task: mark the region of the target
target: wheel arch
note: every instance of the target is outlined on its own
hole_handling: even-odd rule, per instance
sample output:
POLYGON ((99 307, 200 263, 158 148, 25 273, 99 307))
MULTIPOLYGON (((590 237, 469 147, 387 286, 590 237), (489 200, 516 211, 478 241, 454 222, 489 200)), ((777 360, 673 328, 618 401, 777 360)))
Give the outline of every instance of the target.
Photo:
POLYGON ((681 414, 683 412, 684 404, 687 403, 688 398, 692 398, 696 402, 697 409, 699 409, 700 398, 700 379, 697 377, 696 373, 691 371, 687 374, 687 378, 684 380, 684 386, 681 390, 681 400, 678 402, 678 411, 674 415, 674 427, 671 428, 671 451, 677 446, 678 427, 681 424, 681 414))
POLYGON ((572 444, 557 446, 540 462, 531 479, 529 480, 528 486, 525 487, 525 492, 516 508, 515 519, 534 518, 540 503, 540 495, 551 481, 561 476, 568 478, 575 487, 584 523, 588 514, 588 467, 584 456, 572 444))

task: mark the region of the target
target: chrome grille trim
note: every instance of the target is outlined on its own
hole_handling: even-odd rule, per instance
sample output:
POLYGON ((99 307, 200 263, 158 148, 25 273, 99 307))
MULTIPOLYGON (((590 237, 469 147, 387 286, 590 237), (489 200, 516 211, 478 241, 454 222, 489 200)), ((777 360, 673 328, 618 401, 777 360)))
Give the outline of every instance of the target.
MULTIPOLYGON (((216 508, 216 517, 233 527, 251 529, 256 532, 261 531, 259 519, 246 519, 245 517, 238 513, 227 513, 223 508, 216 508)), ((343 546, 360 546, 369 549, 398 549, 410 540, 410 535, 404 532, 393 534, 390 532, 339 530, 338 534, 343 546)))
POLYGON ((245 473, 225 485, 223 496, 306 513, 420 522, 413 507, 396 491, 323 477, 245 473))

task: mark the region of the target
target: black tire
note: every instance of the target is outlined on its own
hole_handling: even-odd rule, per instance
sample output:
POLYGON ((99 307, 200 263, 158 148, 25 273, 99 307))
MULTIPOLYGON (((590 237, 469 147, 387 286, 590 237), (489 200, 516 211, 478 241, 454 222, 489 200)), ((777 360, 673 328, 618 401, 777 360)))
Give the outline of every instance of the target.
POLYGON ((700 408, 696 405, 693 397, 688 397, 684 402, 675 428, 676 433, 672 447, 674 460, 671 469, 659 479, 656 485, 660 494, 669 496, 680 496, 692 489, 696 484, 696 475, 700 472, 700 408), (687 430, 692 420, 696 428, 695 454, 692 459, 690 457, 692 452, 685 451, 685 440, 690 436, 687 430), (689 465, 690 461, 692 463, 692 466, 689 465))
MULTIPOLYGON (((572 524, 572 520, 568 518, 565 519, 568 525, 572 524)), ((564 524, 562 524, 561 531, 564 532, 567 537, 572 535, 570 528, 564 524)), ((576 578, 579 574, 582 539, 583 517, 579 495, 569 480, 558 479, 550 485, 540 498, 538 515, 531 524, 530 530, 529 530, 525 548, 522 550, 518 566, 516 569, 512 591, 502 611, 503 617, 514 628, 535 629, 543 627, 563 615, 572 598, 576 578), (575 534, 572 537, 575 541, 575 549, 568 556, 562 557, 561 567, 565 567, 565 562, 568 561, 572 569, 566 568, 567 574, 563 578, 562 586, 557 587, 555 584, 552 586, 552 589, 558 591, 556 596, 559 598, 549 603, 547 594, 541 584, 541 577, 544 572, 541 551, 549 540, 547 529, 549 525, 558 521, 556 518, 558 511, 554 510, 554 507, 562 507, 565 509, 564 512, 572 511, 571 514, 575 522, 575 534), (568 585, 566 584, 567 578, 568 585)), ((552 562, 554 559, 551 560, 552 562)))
········
**Exercise aim**
Arrange every line of the listing above as a Markdown table with the columns "Row" and "Listing line." Number the rows in order and omit the blank lines.

**Written answer**
| Row | Listing line |
|---|---|
| 1 | task: mark the region of the target |
| 2 | target: wheel arch |
| 3 | note: every instance of the target is outlined on its own |
| 4 | hole_handling: even-odd rule, per instance |
| 5 | sample output: |
| 6 | POLYGON ((99 307, 200 263, 158 148, 25 273, 99 307)) |
| 7 | MULTIPOLYGON (((590 237, 469 147, 387 286, 590 237), (489 200, 516 211, 478 241, 454 222, 489 200)), ((777 360, 673 328, 618 401, 777 360))) |
| 8 | Give the outline of every instance of the target. |
| 9 | Photo: |
| 10 | POLYGON ((681 414, 683 412, 684 404, 687 403, 688 398, 692 398, 696 402, 697 409, 699 409, 700 398, 700 379, 697 377, 696 373, 691 371, 687 374, 687 378, 684 380, 684 386, 681 390, 681 400, 678 402, 678 411, 674 415, 674 427, 671 428, 671 451, 677 446, 678 427, 681 424, 681 414)) |
| 11 | POLYGON ((572 444, 557 446, 540 462, 531 479, 529 480, 528 486, 525 487, 525 492, 516 508, 515 519, 534 518, 540 503, 540 495, 551 481, 561 476, 568 478, 575 487, 584 523, 588 514, 588 467, 584 456, 572 444)) |
| 12 | task: mark the region of the target |
| 13 | target: chrome grille trim |
| 14 | note: every instance of the target is outlined on its own |
| 15 | hole_handling: even-odd rule, per instance |
| 16 | sample output: |
| 17 | POLYGON ((99 307, 200 263, 158 148, 25 273, 99 307)) |
| 18 | MULTIPOLYGON (((590 237, 469 147, 387 286, 590 237), (489 200, 516 211, 478 241, 454 222, 489 200)), ((777 360, 673 328, 618 401, 777 360))) |
| 19 | Give the outline of every instance of the target. |
| 20 | MULTIPOLYGON (((216 508, 216 517, 233 527, 251 529, 256 532, 261 531, 259 519, 246 519, 245 517, 238 513, 227 513, 223 508, 216 508)), ((343 546, 360 546, 369 549, 398 549, 410 540, 410 535, 404 532, 393 534, 390 532, 339 530, 338 534, 343 546))) |
| 21 | POLYGON ((245 473, 225 485, 223 496, 306 513, 420 522, 413 507, 396 491, 323 477, 245 473)) |
| 22 | task: mark the region of the target |
| 23 | target: black tire |
| 24 | note: every instance of the target is outlined on its own |
| 25 | hole_handling: even-odd rule, per instance |
| 26 | sample output: |
| 27 | POLYGON ((99 307, 200 263, 158 148, 25 273, 99 307)) |
| 28 | MULTIPOLYGON (((590 237, 469 147, 387 286, 590 237), (489 200, 516 211, 478 241, 454 222, 489 200)), ((777 360, 673 328, 618 401, 777 360))) |
| 29 | Give the outline of every instance of the target. |
| 30 | POLYGON ((700 408, 696 405, 693 397, 688 397, 684 402, 675 428, 676 433, 672 447, 674 460, 671 469, 659 479, 656 485, 660 494, 669 496, 680 496, 692 489, 696 484, 696 475, 700 472, 700 408), (687 430, 692 420, 696 428, 695 454, 692 459, 690 457, 692 452, 685 451, 685 440, 690 436, 687 430), (689 465, 690 461, 692 463, 692 466, 689 465)) |
| 31 | MULTIPOLYGON (((572 524, 572 520, 568 518, 565 519, 568 525, 572 524)), ((564 524, 562 524, 561 531, 564 532, 567 537, 572 535, 570 528, 564 524)), ((576 578, 579 574, 582 539, 583 517, 579 495, 569 480, 558 479, 550 485, 540 498, 538 515, 531 524, 530 530, 529 530, 525 548, 522 550, 518 566, 516 569, 512 591, 502 611, 503 617, 514 628, 535 629, 543 627, 563 615, 572 598, 576 578), (575 534, 572 537, 575 541, 575 549, 568 556, 562 557, 561 567, 565 567, 565 562, 568 561, 572 569, 566 568, 567 574, 563 578, 562 586, 557 587, 555 584, 552 586, 552 589, 558 591, 556 596, 559 598, 549 603, 547 594, 541 584, 541 577, 544 572, 541 551, 549 540, 547 529, 549 525, 558 521, 556 518, 558 511, 554 510, 554 507, 562 507, 565 509, 564 512, 572 511, 571 514, 575 522, 575 534), (568 585, 566 584, 567 578, 568 585)), ((552 562, 554 559, 551 560, 552 562))) |